TASK: Give back every line of the data, transcribed exactly.

=======

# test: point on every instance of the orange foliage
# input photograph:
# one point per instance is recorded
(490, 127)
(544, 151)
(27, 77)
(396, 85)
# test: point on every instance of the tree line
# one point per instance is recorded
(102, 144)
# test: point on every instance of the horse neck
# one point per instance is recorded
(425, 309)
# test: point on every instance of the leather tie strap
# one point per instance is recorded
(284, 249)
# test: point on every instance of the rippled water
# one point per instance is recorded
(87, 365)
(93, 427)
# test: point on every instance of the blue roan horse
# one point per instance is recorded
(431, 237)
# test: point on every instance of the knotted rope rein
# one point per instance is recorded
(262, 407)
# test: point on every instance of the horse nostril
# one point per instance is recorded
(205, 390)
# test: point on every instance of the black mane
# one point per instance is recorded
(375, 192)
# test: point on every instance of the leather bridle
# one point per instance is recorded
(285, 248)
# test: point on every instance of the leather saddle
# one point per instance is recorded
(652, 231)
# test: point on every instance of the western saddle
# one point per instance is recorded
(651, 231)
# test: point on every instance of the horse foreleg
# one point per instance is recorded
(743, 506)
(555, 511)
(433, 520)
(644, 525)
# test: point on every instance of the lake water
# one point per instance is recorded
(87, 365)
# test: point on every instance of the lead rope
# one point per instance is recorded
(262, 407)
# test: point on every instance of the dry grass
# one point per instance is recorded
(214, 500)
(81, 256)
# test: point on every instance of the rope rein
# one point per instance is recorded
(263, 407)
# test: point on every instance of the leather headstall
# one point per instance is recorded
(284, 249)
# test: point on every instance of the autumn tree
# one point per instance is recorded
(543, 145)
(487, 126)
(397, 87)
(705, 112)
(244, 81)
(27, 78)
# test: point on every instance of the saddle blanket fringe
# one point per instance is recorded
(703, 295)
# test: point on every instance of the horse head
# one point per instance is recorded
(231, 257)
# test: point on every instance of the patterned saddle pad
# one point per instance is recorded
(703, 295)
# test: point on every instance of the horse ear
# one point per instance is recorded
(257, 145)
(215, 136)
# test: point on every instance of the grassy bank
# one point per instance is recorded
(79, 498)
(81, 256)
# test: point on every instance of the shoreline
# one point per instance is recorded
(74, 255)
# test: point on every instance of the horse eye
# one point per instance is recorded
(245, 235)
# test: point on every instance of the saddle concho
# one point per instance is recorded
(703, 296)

=======

FINAL ANSWER:
# test: point on every instance of the orange foliage
# input photograph:
# one point per instance is recorded
(490, 127)
(544, 151)
(27, 77)
(396, 85)
# test: point on every instance of the tree line
# one point per instance is recorded
(102, 144)
# test: point on every instance of the horse neck
# one point per instance is recorded
(425, 309)
# test: point on every instance of the leather tie strap
# one point per instance is recorded
(284, 249)
# test: point on every instance of the rippled water
# one point per instance is recorded
(87, 365)
(93, 427)
# test: point on every instance of the blue roan horse
# one point per instance is recorded
(431, 237)
# test: point on every instance of the knotted rope rein
# one point per instance is recorded
(262, 407)
# test: point on every instance of the horse nostril
# one point per instance is recorded
(205, 390)
# test: point on every instance of the black mane
# one point per instance is recorded
(375, 192)
# test: point on every instance of the leather bridle
# one point per instance is recorded
(285, 248)
# test: point on every instance of the leather saddle
# one point per instance is recorded
(652, 231)
# test: point on every instance of the western saddle
# one point per instance is recorded
(651, 231)
# test: point on every instance of the horse foreleg
# one point per instance is recorded
(743, 506)
(555, 511)
(433, 520)
(644, 525)
# test: point on every instance of the lake water
# one point per instance is recorded
(87, 365)
# test: point on every instance of the lead rope
# one point per instance is recorded
(262, 407)
# test: point on every instance of the dry grass
# one point per instance is recorded
(214, 500)
(81, 256)
# test: point on every instance of the rope rein
# one point per instance is recorded
(263, 407)
# test: point on every instance of the leather headstall
# one point per instance is recorded
(284, 249)
# test: point on every instance of the autumn tree
# one point per instance is recorded
(543, 145)
(487, 126)
(397, 87)
(705, 112)
(244, 81)
(27, 78)
# test: point on every instance of the saddle blanket fringe
# one point per instance is recorded
(703, 295)
# test: point on every instance of the horse head
# one point per instance is recorded
(231, 257)
# test: point on every instance of the patterned saddle pad
# one point per instance is recorded
(703, 295)
# test: point on every instance of the horse ear
# one point per instance is recorded
(257, 145)
(215, 136)
# test: point on every instance of the grassy bank
# one point per instance is recorded
(79, 498)
(81, 256)
# test: point on every instance of the shoreline
# one point per instance is recorded
(74, 255)
# test: point on every instance of the horse eye
# one point per instance is recorded
(245, 235)
# test: point on every instance of the saddle concho
# one point per instance is recorded
(703, 296)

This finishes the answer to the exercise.